─── RECORDS FOR THE TASK
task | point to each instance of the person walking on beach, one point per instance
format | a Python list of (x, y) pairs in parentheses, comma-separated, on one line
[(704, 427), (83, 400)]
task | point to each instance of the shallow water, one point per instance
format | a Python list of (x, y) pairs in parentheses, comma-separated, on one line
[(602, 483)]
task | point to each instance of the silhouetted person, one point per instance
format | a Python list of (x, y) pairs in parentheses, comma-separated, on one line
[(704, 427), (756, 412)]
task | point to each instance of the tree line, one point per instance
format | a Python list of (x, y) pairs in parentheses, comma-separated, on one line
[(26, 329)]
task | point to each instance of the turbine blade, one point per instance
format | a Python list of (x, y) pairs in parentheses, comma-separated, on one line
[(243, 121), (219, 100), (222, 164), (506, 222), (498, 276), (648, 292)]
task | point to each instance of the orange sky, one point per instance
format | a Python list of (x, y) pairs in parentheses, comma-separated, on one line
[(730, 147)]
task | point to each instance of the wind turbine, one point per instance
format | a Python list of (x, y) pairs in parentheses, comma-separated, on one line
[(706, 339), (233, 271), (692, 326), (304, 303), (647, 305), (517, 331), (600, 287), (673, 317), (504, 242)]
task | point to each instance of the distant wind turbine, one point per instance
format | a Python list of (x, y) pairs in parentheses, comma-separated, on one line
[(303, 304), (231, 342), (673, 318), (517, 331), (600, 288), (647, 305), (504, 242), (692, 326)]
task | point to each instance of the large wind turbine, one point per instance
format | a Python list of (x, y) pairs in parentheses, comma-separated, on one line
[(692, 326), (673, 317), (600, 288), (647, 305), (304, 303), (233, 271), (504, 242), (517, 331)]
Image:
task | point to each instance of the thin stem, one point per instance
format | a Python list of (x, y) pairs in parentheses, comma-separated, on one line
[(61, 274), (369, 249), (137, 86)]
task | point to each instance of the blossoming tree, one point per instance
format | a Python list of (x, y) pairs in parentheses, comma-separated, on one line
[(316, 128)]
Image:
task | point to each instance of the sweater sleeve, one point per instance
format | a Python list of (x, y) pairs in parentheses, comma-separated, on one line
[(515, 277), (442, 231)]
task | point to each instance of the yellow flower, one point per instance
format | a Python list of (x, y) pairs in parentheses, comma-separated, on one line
──────
STATED GOAL:
Reproduce only the lines of the listing from the line containing "task | point to each instance of the orange" up to and including the final line of the listing, keeping every request line unchanged. In the answers, scale each coordinate by 0.9 and round it to the nearest whole number, with halves rounded up.

SOLUTION FOR THIS EXERCISE:
task | point to each instance of the orange sky, one point per instance
format | a Python list of (x, y) pairs in parentheses, comma-separated, on one line
[(657, 132)]
task | point to each instance of the wind turbine, one point per instance
format | a Python list of (x, y) pairs in parentheses, comma-separated, on one line
[(635, 305), (210, 244), (623, 293), (274, 273), (582, 275), (465, 298), (540, 258), (606, 285), (454, 218)]
task | point to each instance of the distant wind turbine, one point per instance
format | a Python list of (x, y) pairs in parentheses, comma-separated, on one line
[(273, 274), (208, 308), (606, 286), (465, 298), (540, 259), (582, 275), (454, 218), (623, 293)]
task | point to each instance of the large wind turbine, one point per instance
format | a Python list of (x, y) pairs in parentheses, comma-separated, on one line
[(623, 293), (606, 285), (540, 259), (582, 275), (274, 273), (210, 244), (454, 218), (465, 298)]
Image:
task | point to each instance of the thin stem, one point per instance
format | a Python list of (x, y) pairs in parentheses, comma-separated, on one line
[(55, 247), (332, 224), (123, 77)]
task | point to each instance of the blossoming tree, one point per instance
format | a Python list of (x, y) pairs in parentheses, comma-separated, on one line
[(284, 115)]
Image:
task | point to each instance of the sweater sleeve, one point per instance
format | a Python list of (x, y) pairs in parentheses, comma-separated, on one line
[(464, 249), (398, 208)]
task | point to each instance of the yellow flower, one point per instance
format | a Python list of (x, y) pairs in parentheses, comma-separated, on one line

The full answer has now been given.